'''
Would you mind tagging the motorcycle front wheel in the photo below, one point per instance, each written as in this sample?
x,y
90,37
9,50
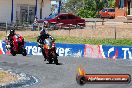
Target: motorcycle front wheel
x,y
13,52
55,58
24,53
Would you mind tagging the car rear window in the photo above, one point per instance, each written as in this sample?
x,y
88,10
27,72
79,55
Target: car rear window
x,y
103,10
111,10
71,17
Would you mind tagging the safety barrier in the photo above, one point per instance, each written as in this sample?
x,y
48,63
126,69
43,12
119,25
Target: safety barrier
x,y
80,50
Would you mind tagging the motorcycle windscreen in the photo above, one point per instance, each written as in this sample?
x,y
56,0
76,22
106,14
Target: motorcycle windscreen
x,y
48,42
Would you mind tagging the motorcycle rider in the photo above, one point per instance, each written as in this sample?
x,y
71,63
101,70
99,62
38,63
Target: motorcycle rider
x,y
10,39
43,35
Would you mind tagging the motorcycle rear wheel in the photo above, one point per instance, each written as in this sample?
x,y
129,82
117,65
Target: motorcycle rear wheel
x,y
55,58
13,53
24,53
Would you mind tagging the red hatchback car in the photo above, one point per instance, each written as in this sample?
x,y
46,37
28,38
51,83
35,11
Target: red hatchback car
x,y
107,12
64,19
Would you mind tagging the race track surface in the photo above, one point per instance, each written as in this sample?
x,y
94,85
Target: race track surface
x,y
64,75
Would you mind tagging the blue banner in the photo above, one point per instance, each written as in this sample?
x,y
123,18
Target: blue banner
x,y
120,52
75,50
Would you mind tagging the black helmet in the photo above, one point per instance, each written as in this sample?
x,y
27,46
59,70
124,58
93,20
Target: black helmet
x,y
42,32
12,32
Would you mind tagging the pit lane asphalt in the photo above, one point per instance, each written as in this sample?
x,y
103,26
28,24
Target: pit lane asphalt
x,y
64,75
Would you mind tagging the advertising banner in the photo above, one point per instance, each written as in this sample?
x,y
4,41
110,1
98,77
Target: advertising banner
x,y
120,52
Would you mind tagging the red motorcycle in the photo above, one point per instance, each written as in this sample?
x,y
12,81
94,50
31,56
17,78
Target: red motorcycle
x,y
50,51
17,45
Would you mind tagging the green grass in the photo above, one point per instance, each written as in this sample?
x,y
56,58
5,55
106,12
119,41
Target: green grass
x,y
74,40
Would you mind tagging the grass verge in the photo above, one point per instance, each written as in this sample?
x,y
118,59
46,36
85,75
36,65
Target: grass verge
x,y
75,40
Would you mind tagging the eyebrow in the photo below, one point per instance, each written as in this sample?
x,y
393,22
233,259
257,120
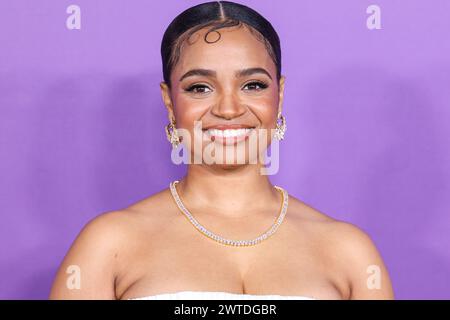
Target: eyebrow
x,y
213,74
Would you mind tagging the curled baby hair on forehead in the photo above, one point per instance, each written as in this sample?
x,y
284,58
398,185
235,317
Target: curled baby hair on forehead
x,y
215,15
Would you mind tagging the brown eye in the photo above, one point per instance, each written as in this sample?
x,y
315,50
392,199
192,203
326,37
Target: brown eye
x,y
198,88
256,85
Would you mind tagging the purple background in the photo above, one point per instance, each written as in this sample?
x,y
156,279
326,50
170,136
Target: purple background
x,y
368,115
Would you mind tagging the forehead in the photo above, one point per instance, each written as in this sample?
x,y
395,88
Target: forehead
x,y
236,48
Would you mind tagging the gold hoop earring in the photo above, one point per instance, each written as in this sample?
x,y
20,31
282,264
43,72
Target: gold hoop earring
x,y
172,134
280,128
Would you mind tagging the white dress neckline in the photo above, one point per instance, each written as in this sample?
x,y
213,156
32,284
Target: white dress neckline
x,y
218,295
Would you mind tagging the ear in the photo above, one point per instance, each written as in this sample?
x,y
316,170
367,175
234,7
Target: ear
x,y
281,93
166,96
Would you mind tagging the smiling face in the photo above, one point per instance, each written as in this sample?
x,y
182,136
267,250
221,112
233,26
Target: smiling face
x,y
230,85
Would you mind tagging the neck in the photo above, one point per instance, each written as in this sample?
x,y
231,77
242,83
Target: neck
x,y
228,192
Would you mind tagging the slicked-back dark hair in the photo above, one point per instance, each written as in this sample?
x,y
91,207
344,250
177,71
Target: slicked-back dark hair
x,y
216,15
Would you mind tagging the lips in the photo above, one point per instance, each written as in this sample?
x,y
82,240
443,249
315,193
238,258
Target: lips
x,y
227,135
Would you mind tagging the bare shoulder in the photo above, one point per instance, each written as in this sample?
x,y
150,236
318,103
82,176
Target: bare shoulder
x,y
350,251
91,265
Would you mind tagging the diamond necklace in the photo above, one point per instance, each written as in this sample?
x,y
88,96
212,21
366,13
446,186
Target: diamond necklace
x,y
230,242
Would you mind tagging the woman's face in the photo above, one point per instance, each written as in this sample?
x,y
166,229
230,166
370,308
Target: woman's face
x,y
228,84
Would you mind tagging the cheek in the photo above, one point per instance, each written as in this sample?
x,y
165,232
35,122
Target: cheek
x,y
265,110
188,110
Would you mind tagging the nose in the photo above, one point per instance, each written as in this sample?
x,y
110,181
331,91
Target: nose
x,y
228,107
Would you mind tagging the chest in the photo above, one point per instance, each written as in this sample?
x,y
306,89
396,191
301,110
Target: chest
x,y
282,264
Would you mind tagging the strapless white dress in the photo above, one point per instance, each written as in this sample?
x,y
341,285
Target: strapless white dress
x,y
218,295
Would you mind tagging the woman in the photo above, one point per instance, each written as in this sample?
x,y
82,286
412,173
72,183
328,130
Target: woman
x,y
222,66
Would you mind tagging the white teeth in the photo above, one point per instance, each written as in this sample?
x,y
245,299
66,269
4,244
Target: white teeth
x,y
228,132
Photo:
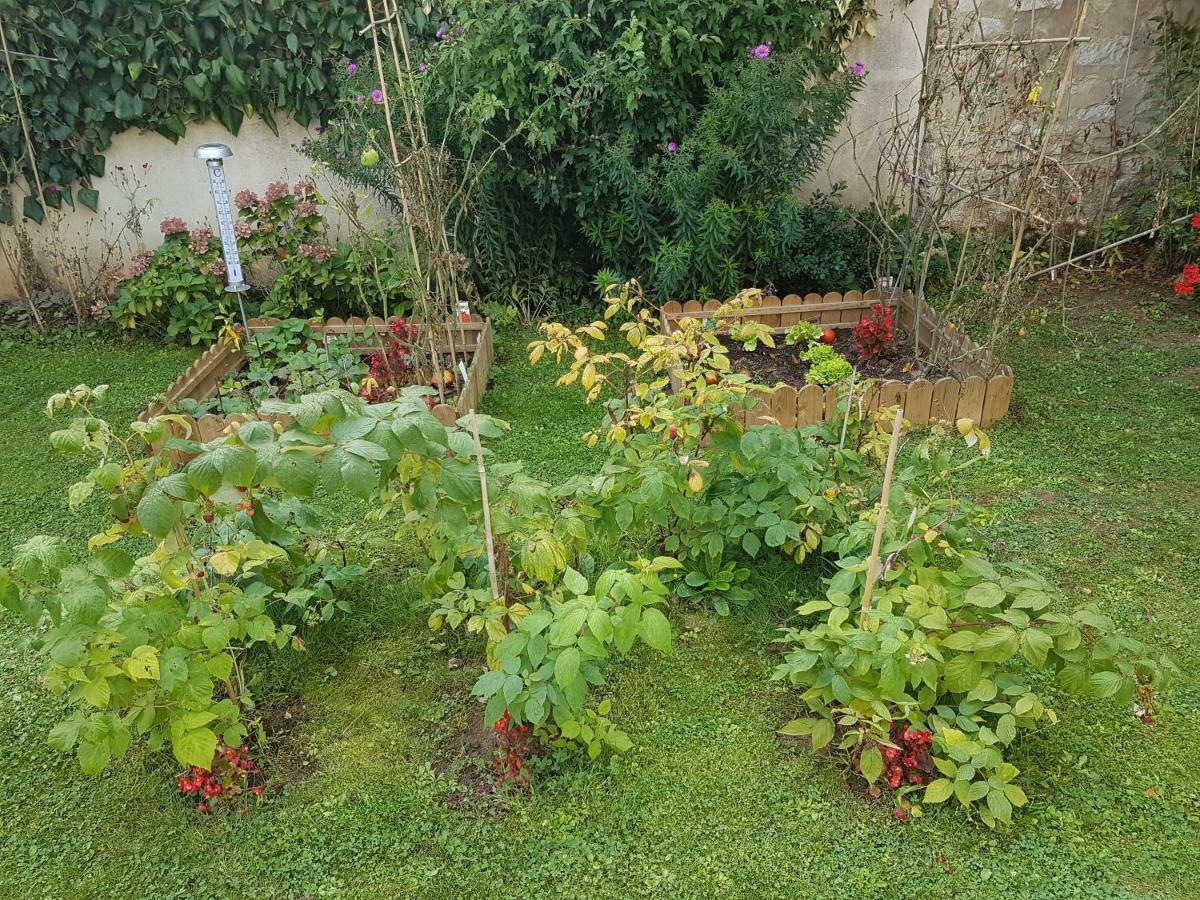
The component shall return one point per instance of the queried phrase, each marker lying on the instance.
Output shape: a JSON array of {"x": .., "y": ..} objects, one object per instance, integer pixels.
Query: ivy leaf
'''
**DO THIS:** Quote the preceding records in their entirety, excluding every picture.

**RESPONSE FOR THIS EXERCISE:**
Would you mind tagging the motorcycle front wheel in the photo below, one point per instance, each written as in this sample?
x,y
90,37
9,50
Target: motorcycle front wheel
x,y
13,52
55,58
24,53
Would you mind tagging the car rear window in the photo above, one point per instance, each written as in this sample?
x,y
88,10
27,72
79,55
Target: car rear window
x,y
103,10
111,10
71,17
Would you mind tagging the safety barrier in the photo above, one point per instance, each written as in this sample?
x,y
48,63
126,69
43,12
119,25
Target: safety barrier
x,y
80,50
Would you mind tagging the motorcycle windscreen in the photo above, one point per instance, each written as in this sample?
x,y
56,0
76,22
106,14
Target: motorcycle windscreen
x,y
48,42
Would you mind tagging the motorcycle rider in the photo above, one point per instance, each written as in this sample?
x,y
71,63
101,70
99,62
38,63
Target: motorcycle rider
x,y
10,39
43,35
Would you mind tagging the motorcycle rear wheel in the photo above, one point per instance, each written as in this sample?
x,y
129,82
117,65
Target: motorcycle rear wheel
x,y
55,58
13,53
24,53
Would you mind tagging the red hatchback car in the photo above, one point per instance, each written as in this sample?
x,y
46,37
28,38
51,83
35,11
Target: red hatchback car
x,y
107,12
64,19
Would you mind tagging the race track surface in the photo above, one point per instance, each written as in this sample?
x,y
94,85
Target: race track surface
x,y
64,75
Would you mind tagging the blue banner in the photo above, one point per instance, each written as in this sample?
x,y
123,18
Target: blue banner
x,y
120,52
75,50
Would you mind tagging the black helmet in the photo above, one point per instance, each written as in this sample?
x,y
27,46
59,70
124,58
93,20
Target: black helmet
x,y
42,32
12,32
Would you mind tagging the pit lane asphalt in the photo above, one point per instance, each written as in this sample?
x,y
103,26
28,24
Target: pit lane asphalt
x,y
64,75
Would you mind tagging the advertising banner in the photo above, one point per instance, each written as in this sample?
x,y
4,41
110,1
98,77
Target: advertising banner
x,y
120,52
Would you mind tagging the red motorcycle in the photo above, one point per instance, each written as in this sample?
x,y
12,81
94,50
31,56
17,78
Target: red motorcycle
x,y
50,51
17,45
Would you mind tagging the green grass in the photo above, one point per instance, each written as in this sample?
x,y
56,58
5,55
106,12
119,41
Target: green grass
x,y
74,40
Would you mind tagging the grass verge in the photo above, one point per instance, each written as in this sample?
x,y
118,59
46,36
85,75
36,65
Target: grass verge
x,y
75,40
Would you mind tagging the eyebrow in the photo below, one point per instance, each written as in this sample?
x,y
393,22
233,259
257,120
Target: eyebrow
x,y
213,74
Would you mind tagging the curled baby hair on forehead in the photo above, one point per instance, each written as in this sample?
x,y
284,58
398,185
235,317
Target: curled baby hair on forehead
x,y
215,15
Would you mind tagging the brown eye in the photo above, one point per instance, each written as in this sample?
x,y
315,50
392,199
192,203
326,37
Target: brown eye
x,y
198,88
256,85
Would you mind tagging the purple background in the photo above, one point per instance, each written as in this sample?
x,y
156,279
326,50
170,136
Target: purple background
x,y
368,115
Would you mind tagging the forehead in the photo above, one point per instance, each written as in this sample?
x,y
395,88
Target: forehead
x,y
236,48
Would you mind tagging the gold hoop earring in the photo above, one point per instance, each written as in this sample?
x,y
20,31
282,264
43,72
Target: gold hoop earring
x,y
172,134
280,128
Would you mind tagging the white dress neckline in the photo above, one point per instance, each written as in this sample?
x,y
213,156
32,284
Target: white dress neckline
x,y
218,295
Would you mind tagging the ear in the photo above, one point per instance, each written as in this sample?
x,y
316,170
367,175
234,7
Target: ear
x,y
281,93
166,96
Would you mind tagging the smiling face in the photo above, one point per instance, each written as in this sample?
x,y
182,136
267,250
221,112
233,26
Target: smiling face
x,y
230,85
Would you mind tagging the neck in the photo above, one point per instance, each written as in this sample?
x,y
231,77
242,83
Target: neck
x,y
228,192
Would you mind tagging the slicked-back dark hair in the photo above, one point per instance, each written as in this sample?
x,y
91,207
344,250
177,71
Target: slicked-back dark hair
x,y
216,15
Would you mind tagging the lips in the photo above, one point per instance, each written as in this sample?
x,y
82,240
443,249
315,193
238,258
Target: lips
x,y
227,135
Would you mind tagging the bare shoulder in the photo above, one point per instance, each written as in this sample?
x,y
150,236
318,103
82,176
Target: bare shoulder
x,y
350,251
91,265
Would you mind tagging the diamond necklace in the photo above, one point per instance, each written as in this sample?
x,y
88,96
212,21
366,13
446,186
Target: diamond necklace
x,y
230,242
Would you mind tagging the woman's face in the photo above, one point per instance, each written as in this sample?
x,y
166,229
230,166
370,308
Target: woman's face
x,y
228,84
Would you mind tagging the cheek in the photo above, one point per instance, each written as in this sample?
x,y
165,232
35,122
Target: cheek
x,y
265,110
188,110
Would you mind tagging the nose in the photo above, one point per instance, each written as in this sample?
x,y
110,181
331,91
Target: nose
x,y
228,107
Would you mind tagging the chest in the photo above, one point per instance, each written as in this sample?
x,y
306,89
396,191
301,110
Target: chest
x,y
282,264
Would you mind tagging the strapless white dress in the photo above, one point per instance, each written as in this sample?
x,y
341,285
Target: strapless white dress
x,y
218,295
Would you mind tagging the woman in the photo above, one point per instance, each written as in this sample?
x,y
82,286
412,173
72,183
328,130
Target: woman
x,y
222,66
Would you mind tagging the white teeth in the photo above, one point per instance, each written as in this sample?
x,y
245,299
66,269
4,244
Target: white teeth
x,y
228,132
Photo:
The component shall return one point per instance of the queried phrase, each marker lying on the instance.
Output shape: a JSON array of {"x": .., "y": ..} objects, one object per instance, integer pixels.
Query: ivy leaf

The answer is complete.